Tasks and exercises:
1. Decide whether each statement agrees with the sentencing excerpt, answering yes or no and quoting the words from the excerpt that settle it: (a) Williams points to a specific § 3553(a) factor that made his sentence unreasonable; (b) the district court chose a sentence in the middle of the Guidelines range; (c) United States v. Scott was decided by the Tenth Circuit.
2. According to the sentencing excerpt, what kind of sentence was affirmed in United States v. Johnson?
3. Write a continuation of the sentencing excerpt, starting right after its final sentence.

Williams identifies no factor from § 3553(a) that would render his sentence unreasonable; instead he asks the court to conclude that the district court's failure to explicitly discuss each factor rendered his sentence unreasonable. "Although the district court may not have mentioned all of the [§ 3553(a)] factors ... explicitly, and although explicit mention of those factors may facilitate review, this court has never required the `ritual incantation' of the factors to affirm a sentence." United States v. Johnson, 403 F.3d 813, 816 (6th Cir.2005) (affirming sentence for violation of supervised release terms). "The court need not recite these factors but must articulate its reasoning in deciding to impose a sentence in order to allow for reasonable appellate review." Kirby, 418 F.3d at 626; see United States v. Contreras-Martinez, 409 F.3d 1236, 1242 (10th Cir.2005) ("[T]he sentencing court is not required to consider individually each factor listed in § 3553(a) before issuing a sentence. Moreover, we do not demand that the district court recite any magic words to show that it fulfilled its responsibility to be mindful of the factors that Congress has instructed it to consider.") (quotation omitted); United States v. Scott, 426 F.3d 1324, 1329 (11th Cir.2005) ("We now ... squarely hold that nothing in Booker or elsewhere requires the district court to state on the record that it has explicitly considered each of the § 3553(a) factors or to discuss each of the § 3553(a) factors.").
Here, the district court articulated its reasoning sufficiently to permit reasonable appellate review, specifying its reasons for selecting a sentence in the middle of the Guidelines range. "[T]he record indicates that the district judge carefully reviewed and weighed all the relevant information provided by [Williams], the government, and the probation office before arriving at [Williams's] sentence. As a result, we find nothing in the record that indicates that [Williams's] sentence is an unreasonable one...." Webb, 403 F.3d at 385.

(Pointing records)
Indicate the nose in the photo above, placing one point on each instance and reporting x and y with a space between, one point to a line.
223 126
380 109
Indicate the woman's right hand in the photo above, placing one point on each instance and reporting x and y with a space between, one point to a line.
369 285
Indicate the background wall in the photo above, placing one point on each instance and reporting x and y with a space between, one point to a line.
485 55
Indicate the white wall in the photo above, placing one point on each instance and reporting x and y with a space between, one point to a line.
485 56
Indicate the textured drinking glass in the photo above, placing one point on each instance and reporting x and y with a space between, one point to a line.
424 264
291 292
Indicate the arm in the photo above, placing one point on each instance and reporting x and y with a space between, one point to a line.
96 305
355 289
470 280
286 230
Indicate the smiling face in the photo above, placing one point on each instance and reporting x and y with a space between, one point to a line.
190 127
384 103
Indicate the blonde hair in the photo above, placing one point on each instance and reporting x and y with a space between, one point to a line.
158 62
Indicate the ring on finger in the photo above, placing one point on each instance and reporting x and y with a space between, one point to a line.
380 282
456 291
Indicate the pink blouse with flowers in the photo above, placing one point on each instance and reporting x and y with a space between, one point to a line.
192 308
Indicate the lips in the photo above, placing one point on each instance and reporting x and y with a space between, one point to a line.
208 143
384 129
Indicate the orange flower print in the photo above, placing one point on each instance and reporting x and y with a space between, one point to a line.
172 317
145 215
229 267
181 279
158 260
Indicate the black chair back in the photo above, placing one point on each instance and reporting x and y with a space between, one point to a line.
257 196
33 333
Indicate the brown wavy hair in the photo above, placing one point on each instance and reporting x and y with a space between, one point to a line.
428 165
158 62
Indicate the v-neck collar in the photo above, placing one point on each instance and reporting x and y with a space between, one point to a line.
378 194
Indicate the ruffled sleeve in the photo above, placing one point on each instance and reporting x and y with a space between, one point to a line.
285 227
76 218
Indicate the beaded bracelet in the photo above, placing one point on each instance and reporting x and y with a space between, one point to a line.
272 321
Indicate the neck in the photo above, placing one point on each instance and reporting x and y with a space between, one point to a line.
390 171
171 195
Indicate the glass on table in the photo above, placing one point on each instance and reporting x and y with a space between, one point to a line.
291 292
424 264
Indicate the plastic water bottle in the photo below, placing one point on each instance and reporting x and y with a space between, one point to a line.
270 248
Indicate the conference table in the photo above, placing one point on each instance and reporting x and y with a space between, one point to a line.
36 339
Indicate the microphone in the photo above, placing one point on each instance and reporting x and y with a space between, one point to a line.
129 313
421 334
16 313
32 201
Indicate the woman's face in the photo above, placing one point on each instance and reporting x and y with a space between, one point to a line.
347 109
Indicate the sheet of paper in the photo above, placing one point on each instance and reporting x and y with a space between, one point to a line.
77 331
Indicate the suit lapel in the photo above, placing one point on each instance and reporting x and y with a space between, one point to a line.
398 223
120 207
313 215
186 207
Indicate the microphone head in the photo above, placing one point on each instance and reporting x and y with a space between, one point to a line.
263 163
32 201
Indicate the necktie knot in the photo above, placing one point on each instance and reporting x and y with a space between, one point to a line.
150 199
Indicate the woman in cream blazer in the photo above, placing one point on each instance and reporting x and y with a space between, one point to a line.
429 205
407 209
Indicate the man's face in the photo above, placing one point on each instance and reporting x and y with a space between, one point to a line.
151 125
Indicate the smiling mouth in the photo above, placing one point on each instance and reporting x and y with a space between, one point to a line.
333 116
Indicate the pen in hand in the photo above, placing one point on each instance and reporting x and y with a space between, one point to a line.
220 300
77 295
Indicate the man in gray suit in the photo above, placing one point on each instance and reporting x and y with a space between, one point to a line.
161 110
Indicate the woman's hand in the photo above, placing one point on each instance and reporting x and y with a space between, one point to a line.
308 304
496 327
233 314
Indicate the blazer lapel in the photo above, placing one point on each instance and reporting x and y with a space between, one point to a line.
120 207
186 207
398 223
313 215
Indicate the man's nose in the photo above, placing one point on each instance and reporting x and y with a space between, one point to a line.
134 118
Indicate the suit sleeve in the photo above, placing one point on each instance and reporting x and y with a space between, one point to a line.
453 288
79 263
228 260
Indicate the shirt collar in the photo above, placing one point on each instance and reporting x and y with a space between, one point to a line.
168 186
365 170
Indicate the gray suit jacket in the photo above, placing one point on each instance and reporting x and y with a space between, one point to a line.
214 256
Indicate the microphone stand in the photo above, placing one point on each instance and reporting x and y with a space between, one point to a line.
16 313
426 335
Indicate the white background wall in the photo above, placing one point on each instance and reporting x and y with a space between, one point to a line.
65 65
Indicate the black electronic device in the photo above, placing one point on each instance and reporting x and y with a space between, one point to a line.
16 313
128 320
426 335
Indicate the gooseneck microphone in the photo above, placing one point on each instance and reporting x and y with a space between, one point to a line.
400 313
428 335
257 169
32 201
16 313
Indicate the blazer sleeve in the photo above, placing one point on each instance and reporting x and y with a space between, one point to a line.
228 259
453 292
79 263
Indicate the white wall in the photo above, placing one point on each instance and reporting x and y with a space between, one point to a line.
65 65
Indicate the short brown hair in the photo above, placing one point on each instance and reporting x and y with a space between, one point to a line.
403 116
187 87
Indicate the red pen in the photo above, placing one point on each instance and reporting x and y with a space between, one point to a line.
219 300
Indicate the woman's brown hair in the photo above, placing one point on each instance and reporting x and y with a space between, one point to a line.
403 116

Exercise responses:
1.
(a) No: "Williams identifies no factor from § 3553(a) that would render his sentence unreasonable"
(b) Yes: "specifying its reasons for selecting a sentence in the middle of the Guidelines range"
(c) No: "United States v. Scott, 426 F.3d 1324, 1329 (11th Cir.2005)"

2. A sentence for violation of supervised release terms.

3.
In the absence of a showing that the district court imposed an "unreasonable" sentence, we affirm.
See United States v. Gonzalez, 134 Fed.Appx. 595, 598 (3d Cir.2005) (unpublished order) ("Although the Sentencing Guidelines are not mandatory, sentences within the prescribed range are presumptively reasonable."); United States v. Mykytiuk, 415 F.3d 606, 608 (7th Cir.2005) ("The best way to express the new balance, in our view, is to acknowledge that any sentence that is properly calculated under the Guidelines is entitled to a rebuttable presumption of reasonableness."); United States v. Lincoln, 413 F.3d 716, 717 (8th Cir.2005); see also United States v. Mares, 402 F.3d 511, 519 (5th Cir.2005) ("If the sentencing judge exercises her discretion to impose a sentence within a properly calculated Guideline range, in our reasonableness review we will infer that the judge has considered all the factors for a fair sentence set forth in the Guidelines. Given the deference due the sentencing judge's discretion ... it will be rare for a reviewing court to say such a sentence is `unreasonable.'").